[Brief] Return every line of the listing, exactly as it reads.

[Task inputs]
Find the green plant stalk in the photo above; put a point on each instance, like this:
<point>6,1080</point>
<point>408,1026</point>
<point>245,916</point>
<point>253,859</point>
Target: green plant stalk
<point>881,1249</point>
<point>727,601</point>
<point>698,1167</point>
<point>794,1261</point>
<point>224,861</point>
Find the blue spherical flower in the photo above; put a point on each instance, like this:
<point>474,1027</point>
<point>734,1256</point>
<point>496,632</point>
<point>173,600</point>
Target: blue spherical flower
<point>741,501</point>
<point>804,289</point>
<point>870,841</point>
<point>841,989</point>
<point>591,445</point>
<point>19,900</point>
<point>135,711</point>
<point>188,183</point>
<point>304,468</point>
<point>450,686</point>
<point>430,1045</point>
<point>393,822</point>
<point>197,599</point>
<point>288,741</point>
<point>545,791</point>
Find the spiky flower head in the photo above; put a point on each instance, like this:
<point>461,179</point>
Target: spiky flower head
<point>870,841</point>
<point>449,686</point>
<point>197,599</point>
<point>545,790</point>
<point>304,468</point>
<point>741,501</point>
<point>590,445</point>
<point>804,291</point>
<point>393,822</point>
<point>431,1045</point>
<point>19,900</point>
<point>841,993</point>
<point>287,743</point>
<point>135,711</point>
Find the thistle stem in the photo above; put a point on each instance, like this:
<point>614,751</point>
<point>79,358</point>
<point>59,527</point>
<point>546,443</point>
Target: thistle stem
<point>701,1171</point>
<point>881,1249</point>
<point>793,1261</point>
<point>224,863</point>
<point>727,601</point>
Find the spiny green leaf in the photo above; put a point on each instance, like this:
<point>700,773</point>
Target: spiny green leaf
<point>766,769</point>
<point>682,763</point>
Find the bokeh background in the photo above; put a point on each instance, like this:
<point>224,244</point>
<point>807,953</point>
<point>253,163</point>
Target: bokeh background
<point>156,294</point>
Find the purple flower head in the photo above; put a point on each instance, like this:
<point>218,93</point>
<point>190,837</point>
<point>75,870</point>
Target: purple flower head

[Task result]
Find the green plant stalk in the photo above; put a point on each instance, like this:
<point>6,1080</point>
<point>408,1026</point>
<point>245,916</point>
<point>253,859</point>
Target: green plant stalk
<point>881,1249</point>
<point>727,601</point>
<point>698,1167</point>
<point>794,1261</point>
<point>224,861</point>
Find the blue spherical flower in the photo above; put a point on each instance, like this:
<point>474,1027</point>
<point>734,1256</point>
<point>496,632</point>
<point>173,600</point>
Target: blue spherical flower
<point>741,501</point>
<point>804,289</point>
<point>870,841</point>
<point>841,989</point>
<point>591,445</point>
<point>19,900</point>
<point>135,711</point>
<point>188,183</point>
<point>304,468</point>
<point>450,686</point>
<point>430,1045</point>
<point>393,822</point>
<point>197,599</point>
<point>288,741</point>
<point>545,791</point>
Find the spiky flower head in the photo above; put a point on each instance, like this:
<point>461,179</point>
Target: spiky flower head
<point>870,841</point>
<point>449,686</point>
<point>197,599</point>
<point>545,790</point>
<point>304,468</point>
<point>741,501</point>
<point>590,445</point>
<point>804,291</point>
<point>393,822</point>
<point>431,1045</point>
<point>19,900</point>
<point>841,993</point>
<point>287,743</point>
<point>135,711</point>
Find the thistle stem in the photo above; put a point on each instance, like this:
<point>614,751</point>
<point>79,358</point>
<point>59,527</point>
<point>546,443</point>
Target: thistle stem
<point>701,1171</point>
<point>881,1249</point>
<point>793,1261</point>
<point>224,863</point>
<point>727,601</point>
Find the spiny green leaf in the photo above; put a point on each instance, like this:
<point>700,773</point>
Target: spiny green leaf
<point>766,769</point>
<point>682,763</point>
Find the bokeh background in the photo above; put a point on each instance, like this:
<point>224,244</point>
<point>807,953</point>
<point>253,163</point>
Target: bokeh background
<point>156,294</point>
Find the purple flower head in the photo above; put a point on each instance, like this:
<point>218,93</point>
<point>190,837</point>
<point>75,870</point>
Target: purple flower head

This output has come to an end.